» Reading text

○ ○ ○

The Hoosier Heartland Conference is an IHSAA-Sanctioned Athletic Conference in North Central Indiana. It comprises mainly single A and smaller AA schools. Lafayette Central Catholic joined the Hoosier Athletic Conference after the 2010–11 school year, and was replaced by Sheridan, who joined 2012. With the major conference realignment in Indiana in 2015, the conference picked up four schools from neighboring conferences that were folding, as well as a football-only member to balance the new football divisions. However, with the Midwest Conference reforming, the conference will be down to eight schools (seven in football) for the 2018–19 school year, as Delphi will rejoin the conference in 2019.

○ ○ ○

» Extracted entries
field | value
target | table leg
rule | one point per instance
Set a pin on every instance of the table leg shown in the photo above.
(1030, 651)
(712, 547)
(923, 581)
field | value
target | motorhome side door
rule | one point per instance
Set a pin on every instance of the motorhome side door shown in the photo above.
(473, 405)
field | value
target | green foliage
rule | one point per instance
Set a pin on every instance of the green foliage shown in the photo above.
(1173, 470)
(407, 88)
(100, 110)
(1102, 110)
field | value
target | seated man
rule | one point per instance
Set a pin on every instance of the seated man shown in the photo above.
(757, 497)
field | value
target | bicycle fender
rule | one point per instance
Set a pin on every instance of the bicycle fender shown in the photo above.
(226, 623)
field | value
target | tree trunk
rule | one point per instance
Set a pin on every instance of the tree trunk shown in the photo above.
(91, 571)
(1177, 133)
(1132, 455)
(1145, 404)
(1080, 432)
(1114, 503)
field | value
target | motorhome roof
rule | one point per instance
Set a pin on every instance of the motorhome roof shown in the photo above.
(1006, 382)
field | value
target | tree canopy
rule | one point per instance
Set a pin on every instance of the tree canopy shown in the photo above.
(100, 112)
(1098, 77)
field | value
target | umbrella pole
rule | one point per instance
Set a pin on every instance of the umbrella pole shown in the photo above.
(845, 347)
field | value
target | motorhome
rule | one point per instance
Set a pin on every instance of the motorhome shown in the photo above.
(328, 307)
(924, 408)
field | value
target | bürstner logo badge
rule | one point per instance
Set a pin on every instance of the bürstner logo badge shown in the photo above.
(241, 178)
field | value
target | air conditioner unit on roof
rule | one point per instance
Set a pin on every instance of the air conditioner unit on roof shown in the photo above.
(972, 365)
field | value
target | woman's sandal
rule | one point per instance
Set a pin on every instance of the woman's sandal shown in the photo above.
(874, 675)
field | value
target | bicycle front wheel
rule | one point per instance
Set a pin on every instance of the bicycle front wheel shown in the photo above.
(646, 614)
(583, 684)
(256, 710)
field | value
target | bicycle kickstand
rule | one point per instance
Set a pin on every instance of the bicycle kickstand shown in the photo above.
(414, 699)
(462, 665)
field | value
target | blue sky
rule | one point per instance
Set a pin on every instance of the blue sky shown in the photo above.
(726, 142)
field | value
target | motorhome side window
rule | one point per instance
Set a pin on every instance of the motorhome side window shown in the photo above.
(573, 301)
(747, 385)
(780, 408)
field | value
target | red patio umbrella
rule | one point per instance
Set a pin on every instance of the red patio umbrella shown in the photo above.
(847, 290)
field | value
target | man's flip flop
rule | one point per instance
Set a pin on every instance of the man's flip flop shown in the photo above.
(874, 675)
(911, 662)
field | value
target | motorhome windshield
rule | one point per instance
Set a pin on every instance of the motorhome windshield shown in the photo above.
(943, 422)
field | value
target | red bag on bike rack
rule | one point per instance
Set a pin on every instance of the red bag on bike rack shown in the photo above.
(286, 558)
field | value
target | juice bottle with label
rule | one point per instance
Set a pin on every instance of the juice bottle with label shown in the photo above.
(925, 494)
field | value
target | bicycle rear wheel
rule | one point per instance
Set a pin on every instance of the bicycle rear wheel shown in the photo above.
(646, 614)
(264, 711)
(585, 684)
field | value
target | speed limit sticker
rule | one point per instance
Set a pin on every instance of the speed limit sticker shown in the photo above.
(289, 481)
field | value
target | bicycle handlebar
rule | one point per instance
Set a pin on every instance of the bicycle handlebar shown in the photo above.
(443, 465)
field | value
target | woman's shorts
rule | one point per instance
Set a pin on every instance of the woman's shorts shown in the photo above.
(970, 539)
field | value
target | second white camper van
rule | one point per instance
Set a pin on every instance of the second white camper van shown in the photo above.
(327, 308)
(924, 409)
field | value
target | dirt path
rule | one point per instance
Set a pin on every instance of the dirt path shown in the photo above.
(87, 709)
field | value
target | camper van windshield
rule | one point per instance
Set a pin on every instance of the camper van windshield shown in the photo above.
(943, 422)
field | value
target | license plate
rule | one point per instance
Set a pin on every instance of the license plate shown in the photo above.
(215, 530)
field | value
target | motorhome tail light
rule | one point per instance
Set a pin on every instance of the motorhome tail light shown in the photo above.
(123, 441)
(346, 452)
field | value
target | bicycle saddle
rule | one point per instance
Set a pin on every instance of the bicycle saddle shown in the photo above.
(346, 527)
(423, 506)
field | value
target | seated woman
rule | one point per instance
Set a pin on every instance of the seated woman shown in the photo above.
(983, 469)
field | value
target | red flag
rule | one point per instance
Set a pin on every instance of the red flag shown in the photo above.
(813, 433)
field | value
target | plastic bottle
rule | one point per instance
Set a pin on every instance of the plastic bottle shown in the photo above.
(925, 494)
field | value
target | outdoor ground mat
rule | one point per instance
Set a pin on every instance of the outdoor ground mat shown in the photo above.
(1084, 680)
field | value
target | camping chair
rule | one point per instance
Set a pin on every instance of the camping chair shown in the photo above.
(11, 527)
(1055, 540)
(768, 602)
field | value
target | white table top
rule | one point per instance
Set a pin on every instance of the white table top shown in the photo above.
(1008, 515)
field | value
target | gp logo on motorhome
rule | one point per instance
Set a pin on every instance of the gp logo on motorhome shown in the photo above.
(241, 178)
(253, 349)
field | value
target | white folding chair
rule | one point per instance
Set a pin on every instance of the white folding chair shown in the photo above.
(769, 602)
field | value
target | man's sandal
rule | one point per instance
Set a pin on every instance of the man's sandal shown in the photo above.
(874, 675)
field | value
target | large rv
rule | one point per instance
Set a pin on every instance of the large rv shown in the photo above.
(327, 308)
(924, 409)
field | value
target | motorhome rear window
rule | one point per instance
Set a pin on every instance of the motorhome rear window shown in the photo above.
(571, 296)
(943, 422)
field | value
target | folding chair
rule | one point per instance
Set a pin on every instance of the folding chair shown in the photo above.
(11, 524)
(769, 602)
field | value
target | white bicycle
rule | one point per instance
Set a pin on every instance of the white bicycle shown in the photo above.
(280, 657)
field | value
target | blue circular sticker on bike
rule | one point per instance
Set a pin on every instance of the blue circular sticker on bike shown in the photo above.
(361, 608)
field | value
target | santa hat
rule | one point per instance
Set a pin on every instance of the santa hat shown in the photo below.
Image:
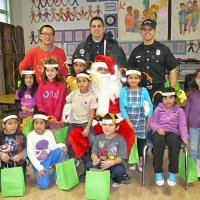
(106, 62)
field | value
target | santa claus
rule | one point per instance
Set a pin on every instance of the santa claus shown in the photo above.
(106, 86)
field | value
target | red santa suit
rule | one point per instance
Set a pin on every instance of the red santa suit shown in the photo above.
(107, 87)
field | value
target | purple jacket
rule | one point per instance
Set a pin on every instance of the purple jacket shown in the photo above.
(172, 120)
(192, 109)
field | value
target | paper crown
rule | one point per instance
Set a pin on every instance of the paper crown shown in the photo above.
(149, 22)
(40, 116)
(107, 62)
(9, 117)
(28, 71)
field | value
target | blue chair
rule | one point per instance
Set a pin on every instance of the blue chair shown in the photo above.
(149, 144)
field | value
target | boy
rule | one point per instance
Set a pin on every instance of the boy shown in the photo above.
(109, 150)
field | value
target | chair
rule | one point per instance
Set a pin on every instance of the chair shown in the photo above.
(149, 144)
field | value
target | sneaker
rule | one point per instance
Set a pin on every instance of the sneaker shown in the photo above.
(140, 167)
(132, 168)
(116, 185)
(127, 179)
(171, 179)
(158, 177)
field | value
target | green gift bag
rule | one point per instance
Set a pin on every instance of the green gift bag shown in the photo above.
(12, 182)
(192, 170)
(97, 185)
(27, 125)
(66, 174)
(60, 135)
(133, 157)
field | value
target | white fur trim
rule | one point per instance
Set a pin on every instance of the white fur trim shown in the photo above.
(51, 65)
(166, 94)
(80, 60)
(40, 116)
(9, 117)
(100, 64)
(133, 72)
(28, 71)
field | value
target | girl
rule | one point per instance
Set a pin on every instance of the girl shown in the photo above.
(168, 124)
(79, 65)
(43, 151)
(192, 111)
(26, 94)
(84, 105)
(133, 102)
(51, 92)
(12, 144)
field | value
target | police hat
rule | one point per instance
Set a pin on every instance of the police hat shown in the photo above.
(149, 22)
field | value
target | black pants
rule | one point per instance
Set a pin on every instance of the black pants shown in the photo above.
(141, 143)
(159, 144)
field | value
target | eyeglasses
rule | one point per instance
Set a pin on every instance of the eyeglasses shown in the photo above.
(47, 34)
(147, 29)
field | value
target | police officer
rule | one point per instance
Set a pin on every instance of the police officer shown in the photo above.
(153, 59)
(100, 43)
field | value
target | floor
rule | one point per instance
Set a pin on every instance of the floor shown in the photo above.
(126, 192)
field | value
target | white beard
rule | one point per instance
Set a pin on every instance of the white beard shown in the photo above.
(105, 87)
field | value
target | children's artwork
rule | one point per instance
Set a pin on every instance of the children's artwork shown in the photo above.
(132, 12)
(185, 18)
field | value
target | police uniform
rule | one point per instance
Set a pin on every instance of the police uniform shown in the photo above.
(154, 60)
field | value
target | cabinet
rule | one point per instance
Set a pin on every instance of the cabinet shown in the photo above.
(11, 53)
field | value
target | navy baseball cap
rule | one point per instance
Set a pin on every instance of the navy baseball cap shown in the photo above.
(149, 22)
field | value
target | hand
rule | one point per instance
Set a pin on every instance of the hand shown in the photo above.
(161, 131)
(85, 133)
(5, 157)
(16, 158)
(95, 162)
(41, 173)
(106, 164)
(64, 149)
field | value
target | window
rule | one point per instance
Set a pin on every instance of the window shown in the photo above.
(5, 11)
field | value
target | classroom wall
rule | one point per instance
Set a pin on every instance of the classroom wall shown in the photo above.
(21, 16)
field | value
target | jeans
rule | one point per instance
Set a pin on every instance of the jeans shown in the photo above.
(194, 137)
(159, 145)
(54, 157)
(117, 171)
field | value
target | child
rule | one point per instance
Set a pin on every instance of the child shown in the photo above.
(43, 151)
(84, 105)
(26, 94)
(136, 108)
(79, 65)
(192, 111)
(109, 151)
(51, 92)
(12, 144)
(168, 124)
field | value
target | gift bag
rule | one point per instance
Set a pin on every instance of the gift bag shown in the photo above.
(192, 170)
(60, 134)
(12, 182)
(97, 185)
(27, 125)
(133, 157)
(66, 174)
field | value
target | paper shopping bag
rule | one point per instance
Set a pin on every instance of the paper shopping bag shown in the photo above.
(133, 157)
(12, 182)
(66, 174)
(192, 170)
(97, 185)
(60, 134)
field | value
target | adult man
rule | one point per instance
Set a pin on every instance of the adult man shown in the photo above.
(35, 57)
(153, 58)
(100, 43)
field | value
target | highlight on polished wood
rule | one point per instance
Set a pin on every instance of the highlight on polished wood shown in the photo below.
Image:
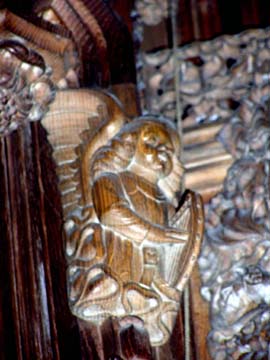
(132, 236)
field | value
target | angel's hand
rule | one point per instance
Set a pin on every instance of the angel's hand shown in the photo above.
(175, 236)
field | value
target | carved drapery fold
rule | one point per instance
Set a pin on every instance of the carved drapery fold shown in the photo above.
(129, 252)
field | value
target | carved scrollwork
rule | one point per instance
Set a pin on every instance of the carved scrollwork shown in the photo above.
(234, 263)
(129, 250)
(215, 76)
(25, 86)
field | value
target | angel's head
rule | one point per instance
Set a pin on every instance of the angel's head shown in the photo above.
(147, 147)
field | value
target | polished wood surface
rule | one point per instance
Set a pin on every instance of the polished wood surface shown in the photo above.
(31, 240)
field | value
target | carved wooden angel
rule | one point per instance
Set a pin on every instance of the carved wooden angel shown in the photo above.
(129, 250)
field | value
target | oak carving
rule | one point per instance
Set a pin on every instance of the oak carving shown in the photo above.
(130, 245)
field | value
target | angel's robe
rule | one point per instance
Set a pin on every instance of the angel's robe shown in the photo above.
(128, 206)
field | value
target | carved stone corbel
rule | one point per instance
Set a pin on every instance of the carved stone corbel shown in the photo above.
(130, 247)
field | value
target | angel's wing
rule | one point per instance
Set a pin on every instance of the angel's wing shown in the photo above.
(79, 122)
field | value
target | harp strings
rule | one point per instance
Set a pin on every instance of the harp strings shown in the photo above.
(175, 22)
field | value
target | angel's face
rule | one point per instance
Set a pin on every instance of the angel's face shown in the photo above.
(154, 150)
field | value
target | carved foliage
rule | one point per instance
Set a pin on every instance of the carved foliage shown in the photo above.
(152, 12)
(234, 263)
(129, 251)
(25, 88)
(215, 76)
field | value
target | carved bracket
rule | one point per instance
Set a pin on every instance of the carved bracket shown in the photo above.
(130, 247)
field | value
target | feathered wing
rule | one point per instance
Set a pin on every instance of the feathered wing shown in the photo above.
(78, 123)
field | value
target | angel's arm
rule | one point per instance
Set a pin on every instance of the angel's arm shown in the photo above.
(114, 211)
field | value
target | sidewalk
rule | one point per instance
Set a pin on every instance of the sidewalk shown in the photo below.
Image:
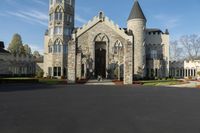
(191, 84)
(103, 82)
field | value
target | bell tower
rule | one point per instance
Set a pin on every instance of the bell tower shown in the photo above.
(60, 27)
(137, 24)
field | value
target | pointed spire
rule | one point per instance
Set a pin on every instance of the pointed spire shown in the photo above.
(136, 12)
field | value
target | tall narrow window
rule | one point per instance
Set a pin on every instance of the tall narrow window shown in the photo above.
(59, 1)
(153, 54)
(58, 30)
(59, 13)
(57, 46)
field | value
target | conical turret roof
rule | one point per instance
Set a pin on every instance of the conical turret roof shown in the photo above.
(136, 12)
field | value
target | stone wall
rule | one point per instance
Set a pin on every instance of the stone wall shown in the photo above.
(71, 62)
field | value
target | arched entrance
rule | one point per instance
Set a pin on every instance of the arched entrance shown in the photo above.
(101, 55)
(100, 59)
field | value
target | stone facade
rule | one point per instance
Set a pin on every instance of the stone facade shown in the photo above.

○ ○ ○

» Tasks
**A.** From the Hoosier Heartland Conference passage, return the words starting at "The Hoosier Heartland" and ending after "conference in 2019.", copied word for word.
**B.** According to the Hoosier Heartland Conference passage, which school replaced Lafayette Central Catholic, and in what year did it join?
**C.** Decide whether each statement agrees with the Hoosier Heartland Conference passage. Answer yes or no for each, and quote the words from the passage that decide it.
(i) The conference is made up mainly of single A and smaller AA schools.
(ii) In the 2015 realignment, the conference picked up five schools from neighboring conferences.
(iii) For the 2018–19 school year, the conference will have eight schools in football.

» Exercise answers
**A.**
The Hoosier Heartland Conference is an IHSAA-Sanctioned Athletic Conference in North Central Indiana. It comprises mainly single A and smaller AA schools. Lafayette Central Catholic joined the Hoosier Athletic Conference after the 2010–11 school year, and was replaced by Sheridan, who joined 2012. With the major conference realignment in Indiana in 2015, the conference picked up four schools from neighboring conferences that were folding, as well as a football-only member to balance the new football divisions. However, with the Midwest Conference reforming, the conference will be down to eight schools (seven in football) for the 2018–19 school year, as Delphi will rejoin the conference in 2019.

**B.** Sheridan replaced Lafayette Central Catholic and joined in 2012.

**C.**
(i) Yes: "It comprises mainly single A and smaller AA schools."
(ii) No: "the conference picked up four schools from neighboring conferences that were folding"
(iii) No: "the conference will be down to eight schools (seven in football) for the 2018–19 school year"